# PROBLEM TO SOLVE
What you hand back must match the listing exactly.
____
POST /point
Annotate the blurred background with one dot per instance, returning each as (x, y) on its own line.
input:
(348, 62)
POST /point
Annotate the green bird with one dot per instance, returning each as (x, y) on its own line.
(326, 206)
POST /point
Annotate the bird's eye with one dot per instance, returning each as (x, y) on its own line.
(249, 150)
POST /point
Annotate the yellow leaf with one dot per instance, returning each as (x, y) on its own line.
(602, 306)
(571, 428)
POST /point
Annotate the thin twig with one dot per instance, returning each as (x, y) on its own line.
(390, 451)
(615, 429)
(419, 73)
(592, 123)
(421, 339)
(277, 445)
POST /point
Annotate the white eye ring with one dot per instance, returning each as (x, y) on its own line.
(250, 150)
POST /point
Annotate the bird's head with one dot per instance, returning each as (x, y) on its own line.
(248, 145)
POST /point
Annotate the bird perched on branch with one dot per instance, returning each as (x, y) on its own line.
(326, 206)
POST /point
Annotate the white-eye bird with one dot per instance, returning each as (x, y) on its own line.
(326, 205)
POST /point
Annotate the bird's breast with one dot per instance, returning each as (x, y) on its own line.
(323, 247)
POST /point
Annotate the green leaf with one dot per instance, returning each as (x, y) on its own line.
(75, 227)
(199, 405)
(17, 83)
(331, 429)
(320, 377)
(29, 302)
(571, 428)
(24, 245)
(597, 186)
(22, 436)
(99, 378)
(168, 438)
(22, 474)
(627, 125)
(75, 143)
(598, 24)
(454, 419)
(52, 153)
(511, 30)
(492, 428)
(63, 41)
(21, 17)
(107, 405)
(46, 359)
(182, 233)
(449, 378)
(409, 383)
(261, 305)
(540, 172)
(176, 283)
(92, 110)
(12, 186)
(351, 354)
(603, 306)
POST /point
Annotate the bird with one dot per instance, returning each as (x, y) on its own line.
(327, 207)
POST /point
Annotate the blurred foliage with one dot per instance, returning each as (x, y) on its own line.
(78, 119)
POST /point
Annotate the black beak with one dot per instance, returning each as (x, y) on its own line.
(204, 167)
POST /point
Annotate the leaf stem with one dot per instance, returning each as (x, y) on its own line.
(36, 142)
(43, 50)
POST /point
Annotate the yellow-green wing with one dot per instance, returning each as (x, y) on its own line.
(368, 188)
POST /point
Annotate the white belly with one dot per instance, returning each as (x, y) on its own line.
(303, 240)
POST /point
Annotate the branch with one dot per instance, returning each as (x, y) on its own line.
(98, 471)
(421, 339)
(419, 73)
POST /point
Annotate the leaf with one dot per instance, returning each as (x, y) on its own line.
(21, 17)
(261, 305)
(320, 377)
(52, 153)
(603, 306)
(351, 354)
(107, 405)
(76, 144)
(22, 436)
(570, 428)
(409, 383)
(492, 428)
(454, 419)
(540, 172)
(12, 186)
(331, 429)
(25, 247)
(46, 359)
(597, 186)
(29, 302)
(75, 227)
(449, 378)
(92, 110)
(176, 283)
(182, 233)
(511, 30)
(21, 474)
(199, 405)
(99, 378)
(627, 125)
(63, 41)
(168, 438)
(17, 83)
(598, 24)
____
# RESULT OF THE EXERCISE
POST /point
Annotate the blurred background with one dot per instance, returning each as (x, y) on its own line.
input:
(348, 62)
POST /point
Annotate the green bird with one dot per instance, returning each as (x, y) on its own line.
(326, 206)
POST /point
Annotate the bird's eye with one dot per instance, returning each as (x, y) on its own line.
(249, 150)
POST /point
Annotate the yellow leaf with one dot per instance, returning each as (x, y) on its own line.
(602, 306)
(571, 428)
POST /point
Annotate the thin twig with one dot per instance, returning each as (x, y) on its own line.
(390, 451)
(615, 429)
(419, 73)
(592, 123)
(421, 339)
(277, 445)
POST /point
Annotate the white eye ring with one dot per instance, returning each as (x, y) on its own line.
(250, 150)
POST /point
Annotate the bird's head with one dot per instance, returning each as (x, y) on its own line.
(248, 145)
POST /point
Annotate the bird perched on branch with one dot per instance, returning each as (x, y) on its own line.
(326, 206)
POST /point
Annotate the white-eye bird with one dot per instance, returning each as (x, y) on its own line.
(326, 205)
POST /point
Annotate the bird's breast with one dot per instance, returning each as (x, y) on its own line.
(323, 247)
POST /point
Annotate the green leaf with one dot per instance, returning each as (x, y) on its own line.
(75, 227)
(199, 405)
(17, 83)
(331, 429)
(320, 377)
(29, 302)
(571, 428)
(24, 245)
(597, 186)
(22, 436)
(99, 378)
(168, 438)
(22, 474)
(627, 125)
(75, 143)
(598, 24)
(454, 419)
(52, 153)
(511, 30)
(492, 428)
(63, 41)
(21, 17)
(107, 405)
(46, 359)
(182, 233)
(449, 378)
(409, 383)
(261, 305)
(540, 172)
(176, 283)
(92, 110)
(12, 186)
(351, 354)
(603, 306)
POST /point
Annotate the bird with one dot per instance, returning each as (x, y) on its own line.
(327, 207)
POST /point
Annotate the blurred foliage with one dot per instance, returning each as (x, y) on its own line.
(78, 119)
POST /point
Annotate the black beak with one dot per instance, returning each as (x, y) on its own line.
(204, 167)
POST /point
Annotate the leaf stem with one dot per instance, returning each as (x, y) on its own line.
(36, 142)
(43, 50)
POST /point
Annotate the yellow-green wing with one dot per instance, returning each as (x, y) on its own line.
(368, 188)
POST /point
Annotate the white belly with one dot per instance, returning each as (x, y) on its own line.
(303, 240)
POST /point
Annotate the branch with one dot per instance, returning each as (x, y) on its own line.
(98, 471)
(421, 339)
(419, 73)
POST /point
Annotate the leaf with one dot per instance, returning each as (x, y) on its own line.
(21, 17)
(261, 305)
(320, 377)
(52, 153)
(603, 306)
(351, 354)
(107, 405)
(76, 144)
(22, 436)
(570, 428)
(409, 383)
(492, 428)
(454, 419)
(540, 172)
(12, 186)
(331, 429)
(25, 247)
(46, 359)
(597, 186)
(29, 302)
(75, 227)
(449, 378)
(92, 110)
(176, 283)
(182, 233)
(511, 30)
(21, 474)
(199, 405)
(99, 378)
(627, 125)
(63, 41)
(168, 438)
(17, 83)
(598, 24)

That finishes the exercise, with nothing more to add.